## Teks Sumber
______________________________

![]() |
Nasikhun, salah satu Aktivis dan tokoh pemuda asal Desa Mekar Baru Kabupaten Tangerang |
Selasa, 14 Oktober 2025.
JAKARTA - Dalam konteks masyarakat Indonesia yang multikultural dan religius, media massa memegang peran krusial sebagai pilar keempat demokrasi, yang seharusnya tidak hanya menyampaikan informasi tetapi juga menjunjung tinggi etika jurnalistik dan sensitivitas budaya.
Namun, tayangan program Xpose pada tanggal 13 Oktober 2025, yang menampilkan sorotan narasi tentang santri dan kyai di Pondok Pesantren Lirboyo Kediri Jawa Timur, telah menimbulkan gejolak emosional yang sekita langsung meluas di kalangan umat Muslim, seolah menjadi “Patah Hati” kolektif yang terkesan menyiratkan pengabaian terhadap nilai - nilai sakral keagamaan.
Hal ini diungkapkan Nasikhun salah satu Aktivis dan tokoh pemuda asal Desa Mekar Baru Kabupaten Tangerang atau yang akrab disapa," Kang Abel "
“Secara faktual, tayangan tersebut telah menggambarkan sebuah adegan santri yang “Ngesot” untuk memberikan amplop kepada Kyai Sepuh, disertai narasi yang menyiratkan bahwa hal ini menjadi penyebab Kyai semakin kaya raya," ujar Abel (14/10/2025).
Disitu juga tampak jelas mengatakan, Narasi tidak hanya simplistik tetapi juga cenderung “Reductio Ad Absurdu” mereduksi praktik budaya pesantren yang sarat dengan nilai hormat, disiplin, dan pengabdian menjadi karikatur yang jelas melecehkan,"tegasnya
Menurut Abel, Dari sudut perspektif sosiologi Agama, seperti yang dikemukakan oleh Emile Durkheim dalam karyanya The Elementary Forms of Religious Life, Institusi seperti pesantren merupakan Manifestasi dari solidaritas kolektif masyarakat berbasis kepercayaan, di mana Kyai dan santri mewakili simbol kemuliaan spiritual.

______________________________

## Data Ditampilkan
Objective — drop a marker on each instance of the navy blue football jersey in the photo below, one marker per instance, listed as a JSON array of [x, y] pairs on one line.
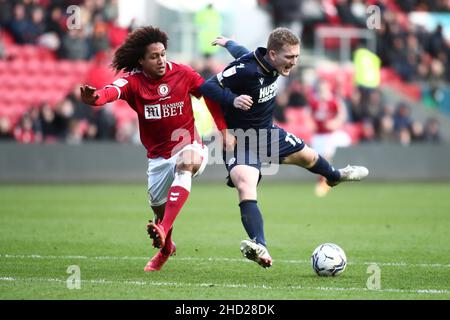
[[252, 75]]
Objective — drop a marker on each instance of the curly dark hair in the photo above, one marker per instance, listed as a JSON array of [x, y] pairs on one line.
[[281, 36], [128, 54]]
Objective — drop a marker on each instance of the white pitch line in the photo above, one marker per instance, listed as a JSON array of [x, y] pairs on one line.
[[223, 285], [215, 259]]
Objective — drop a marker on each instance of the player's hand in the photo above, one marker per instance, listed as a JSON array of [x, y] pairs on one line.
[[88, 94], [220, 41], [229, 140], [243, 102]]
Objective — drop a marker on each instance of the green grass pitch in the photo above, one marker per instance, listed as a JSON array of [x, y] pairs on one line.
[[402, 227]]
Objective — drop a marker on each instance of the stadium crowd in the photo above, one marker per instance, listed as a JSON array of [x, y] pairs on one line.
[[414, 53]]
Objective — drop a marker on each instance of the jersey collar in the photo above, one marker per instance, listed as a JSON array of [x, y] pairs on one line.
[[259, 54]]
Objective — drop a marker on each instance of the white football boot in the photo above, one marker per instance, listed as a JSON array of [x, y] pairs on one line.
[[256, 252], [350, 173]]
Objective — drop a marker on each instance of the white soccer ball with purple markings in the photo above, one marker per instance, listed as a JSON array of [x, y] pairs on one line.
[[329, 260]]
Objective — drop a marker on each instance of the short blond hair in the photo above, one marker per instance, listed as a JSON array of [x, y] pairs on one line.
[[281, 36]]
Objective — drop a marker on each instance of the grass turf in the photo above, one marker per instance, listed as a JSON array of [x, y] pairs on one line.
[[403, 227]]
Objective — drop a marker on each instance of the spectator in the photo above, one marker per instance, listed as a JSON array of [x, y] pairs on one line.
[[75, 45], [5, 129], [20, 25], [431, 130], [24, 133]]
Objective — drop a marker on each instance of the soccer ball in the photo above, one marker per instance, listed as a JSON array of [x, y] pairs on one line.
[[328, 260]]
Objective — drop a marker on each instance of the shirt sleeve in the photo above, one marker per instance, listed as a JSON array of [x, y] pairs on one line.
[[213, 107]]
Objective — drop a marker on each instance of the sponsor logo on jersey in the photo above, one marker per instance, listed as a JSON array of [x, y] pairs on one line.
[[163, 90], [159, 111], [152, 111], [268, 92], [120, 82]]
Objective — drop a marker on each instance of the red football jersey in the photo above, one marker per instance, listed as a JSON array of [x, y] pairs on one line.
[[164, 108], [322, 111]]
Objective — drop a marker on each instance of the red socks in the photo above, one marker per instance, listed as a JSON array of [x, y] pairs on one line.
[[177, 196]]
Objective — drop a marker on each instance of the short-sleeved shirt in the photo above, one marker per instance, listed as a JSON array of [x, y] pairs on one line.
[[163, 106]]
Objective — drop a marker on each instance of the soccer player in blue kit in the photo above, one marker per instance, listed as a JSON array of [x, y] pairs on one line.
[[246, 90]]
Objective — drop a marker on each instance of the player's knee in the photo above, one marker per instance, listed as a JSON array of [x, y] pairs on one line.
[[188, 161], [245, 188], [186, 166]]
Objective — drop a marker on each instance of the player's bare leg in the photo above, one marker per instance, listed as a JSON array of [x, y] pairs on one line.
[[188, 163], [308, 158]]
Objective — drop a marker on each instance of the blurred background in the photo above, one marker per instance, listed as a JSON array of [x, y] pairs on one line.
[[385, 61]]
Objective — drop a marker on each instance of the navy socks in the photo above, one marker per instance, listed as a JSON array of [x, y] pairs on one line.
[[252, 220]]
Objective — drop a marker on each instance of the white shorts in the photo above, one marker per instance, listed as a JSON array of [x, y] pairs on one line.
[[161, 173], [326, 144]]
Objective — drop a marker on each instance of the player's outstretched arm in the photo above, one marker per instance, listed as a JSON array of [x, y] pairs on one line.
[[94, 97], [214, 91], [88, 95], [234, 48]]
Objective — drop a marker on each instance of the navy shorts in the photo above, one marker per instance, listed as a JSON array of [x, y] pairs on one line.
[[263, 146]]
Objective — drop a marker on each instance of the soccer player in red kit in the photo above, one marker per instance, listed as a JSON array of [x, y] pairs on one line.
[[160, 93]]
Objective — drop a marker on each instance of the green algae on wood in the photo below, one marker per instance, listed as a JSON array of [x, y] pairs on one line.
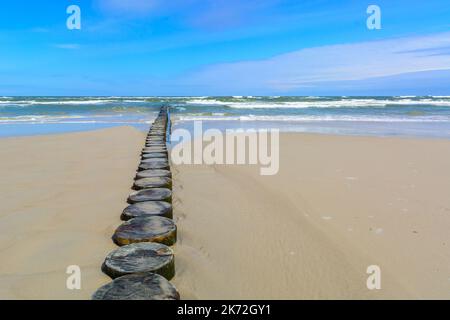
[[153, 173], [155, 194], [148, 209], [140, 286], [146, 229], [153, 182], [140, 257]]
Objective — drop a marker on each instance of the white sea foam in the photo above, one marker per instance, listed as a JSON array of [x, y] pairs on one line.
[[324, 118], [349, 103]]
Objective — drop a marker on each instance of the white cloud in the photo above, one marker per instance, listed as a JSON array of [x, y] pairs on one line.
[[67, 46], [344, 62]]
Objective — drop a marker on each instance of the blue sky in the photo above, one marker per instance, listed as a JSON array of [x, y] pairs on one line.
[[224, 47]]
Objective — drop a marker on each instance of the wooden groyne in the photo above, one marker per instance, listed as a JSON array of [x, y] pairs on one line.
[[144, 262]]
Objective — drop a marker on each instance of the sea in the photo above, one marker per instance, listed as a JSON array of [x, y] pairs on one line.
[[406, 116]]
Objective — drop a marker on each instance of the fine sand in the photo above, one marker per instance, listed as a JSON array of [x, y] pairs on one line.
[[338, 205], [61, 199]]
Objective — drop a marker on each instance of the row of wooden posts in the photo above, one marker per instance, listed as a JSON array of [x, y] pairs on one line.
[[143, 265]]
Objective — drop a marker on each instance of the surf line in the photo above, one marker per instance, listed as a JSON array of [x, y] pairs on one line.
[[143, 265]]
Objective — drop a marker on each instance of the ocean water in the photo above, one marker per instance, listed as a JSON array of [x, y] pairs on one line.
[[414, 116]]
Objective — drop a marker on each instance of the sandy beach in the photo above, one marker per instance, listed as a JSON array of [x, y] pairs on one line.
[[62, 196], [338, 205]]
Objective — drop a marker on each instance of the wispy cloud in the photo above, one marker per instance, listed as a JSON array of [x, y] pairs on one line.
[[68, 46], [313, 67]]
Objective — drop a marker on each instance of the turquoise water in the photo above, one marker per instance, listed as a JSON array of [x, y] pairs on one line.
[[427, 116]]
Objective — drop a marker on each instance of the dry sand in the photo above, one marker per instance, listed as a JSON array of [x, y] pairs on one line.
[[61, 199], [338, 205]]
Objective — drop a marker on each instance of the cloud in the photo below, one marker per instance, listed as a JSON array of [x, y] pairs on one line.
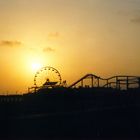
[[135, 20], [48, 49], [10, 43]]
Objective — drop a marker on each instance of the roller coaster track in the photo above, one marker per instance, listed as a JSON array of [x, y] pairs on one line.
[[118, 82]]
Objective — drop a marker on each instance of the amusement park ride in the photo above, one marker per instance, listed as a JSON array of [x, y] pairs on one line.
[[49, 77]]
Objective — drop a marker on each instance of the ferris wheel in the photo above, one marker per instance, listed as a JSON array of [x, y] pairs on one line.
[[47, 77]]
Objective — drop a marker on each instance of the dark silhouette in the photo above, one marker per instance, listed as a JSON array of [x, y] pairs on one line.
[[105, 108]]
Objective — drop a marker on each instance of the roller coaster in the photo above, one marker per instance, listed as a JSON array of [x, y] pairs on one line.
[[49, 77], [121, 82]]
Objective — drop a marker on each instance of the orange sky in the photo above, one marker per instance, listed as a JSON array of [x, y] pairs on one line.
[[74, 36]]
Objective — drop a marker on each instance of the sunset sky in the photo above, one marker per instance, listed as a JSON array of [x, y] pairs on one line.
[[74, 36]]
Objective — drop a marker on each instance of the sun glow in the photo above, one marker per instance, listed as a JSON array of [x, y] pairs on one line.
[[36, 66]]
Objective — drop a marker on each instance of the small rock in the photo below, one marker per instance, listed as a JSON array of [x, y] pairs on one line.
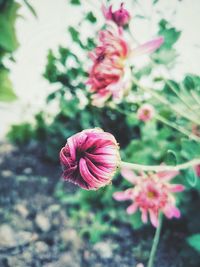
[[22, 210], [6, 173], [42, 222], [69, 237], [27, 171], [41, 247], [67, 259], [6, 236], [104, 250], [10, 238]]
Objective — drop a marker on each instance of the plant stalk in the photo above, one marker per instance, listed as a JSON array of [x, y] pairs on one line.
[[155, 242], [159, 168]]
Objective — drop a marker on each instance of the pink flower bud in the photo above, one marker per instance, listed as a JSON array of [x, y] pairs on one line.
[[197, 170], [90, 158], [152, 193], [121, 16], [145, 112]]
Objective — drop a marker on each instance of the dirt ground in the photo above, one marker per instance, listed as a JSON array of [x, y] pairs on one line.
[[35, 230]]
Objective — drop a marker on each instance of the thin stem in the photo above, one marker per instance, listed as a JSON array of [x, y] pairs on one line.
[[178, 128], [155, 242], [158, 168], [165, 101], [184, 101]]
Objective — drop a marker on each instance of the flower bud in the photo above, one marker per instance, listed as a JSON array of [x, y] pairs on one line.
[[90, 158], [145, 112], [121, 16]]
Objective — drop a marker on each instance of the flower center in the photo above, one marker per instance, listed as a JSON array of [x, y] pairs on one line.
[[152, 194]]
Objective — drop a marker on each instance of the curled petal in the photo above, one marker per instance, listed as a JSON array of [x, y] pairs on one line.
[[144, 215], [87, 175], [129, 175], [132, 208], [124, 195], [153, 217], [177, 188], [82, 166], [167, 175]]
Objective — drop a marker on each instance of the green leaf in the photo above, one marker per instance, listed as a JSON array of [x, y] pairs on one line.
[[191, 82], [74, 34], [171, 158], [30, 7], [8, 39], [194, 241], [170, 34], [75, 2], [191, 177], [90, 16], [6, 90]]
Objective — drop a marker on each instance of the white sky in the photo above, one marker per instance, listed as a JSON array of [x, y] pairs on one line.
[[36, 36]]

______________________________

## Perintah Tugas 1
Sebutkan semua nilai yang menurut teks sumber terkandung dalam praktik budaya pesantren.
## Perintah Tugas 2
Lanjutkan teks sumber tentang tayangan Xpose mengenai Pondok Pesantren Lirboyo, dimulai setelah kalimat terakhir yang tercantum.
Data tersebut tidak berkaitan dengan teks sumber.

## Jawaban Diharapkan 1
Hormat, disiplin, dan pengabdian.

## Jawaban Diharapkan 2
Lebih lanjut Kang Abel juga menegaskan, bahwa penghinaan terhadap elemen ini bukan sekadar kesalahan redaksional, melainkan serangan terhadap fondasi identitas umat Muslim Indonesia, yang mencakup Jutaan santri dan alumni pesantren sebagai tulang punggung moral bangsa.
“Lihat sendiri, dampak dari tayangan tersebut kini telah meluas, hingga memicu reaksi keras dari berbagai pihak, termasuk seruan boikot di berbagai media sosial dengan tagar #BoikotTrans7 yang menjadi trending," ucapnya.
Kang Abel mengaku, Hal ini telah mencerminkan sebuah Fenomena,“ Patah Hati” umat Muslim, di mana rasa sakit hati bukan hanya emosional tetapi juga struktural, mengingat pesantren telah berkontribusi signifikan dalam pembangunan karakter anak bangsa sejak era Pra- kemerdekaan.
“Studi Etnografis tentang pesantren, seperti yang dilakukan oleh Clifford Geertz dalam The Religion of Java, menunjukkan bagaimana lembaga ini menjadi pusat pembentukan nilai toleransi dan keilmuan Islam yang moderat,“ paparnya.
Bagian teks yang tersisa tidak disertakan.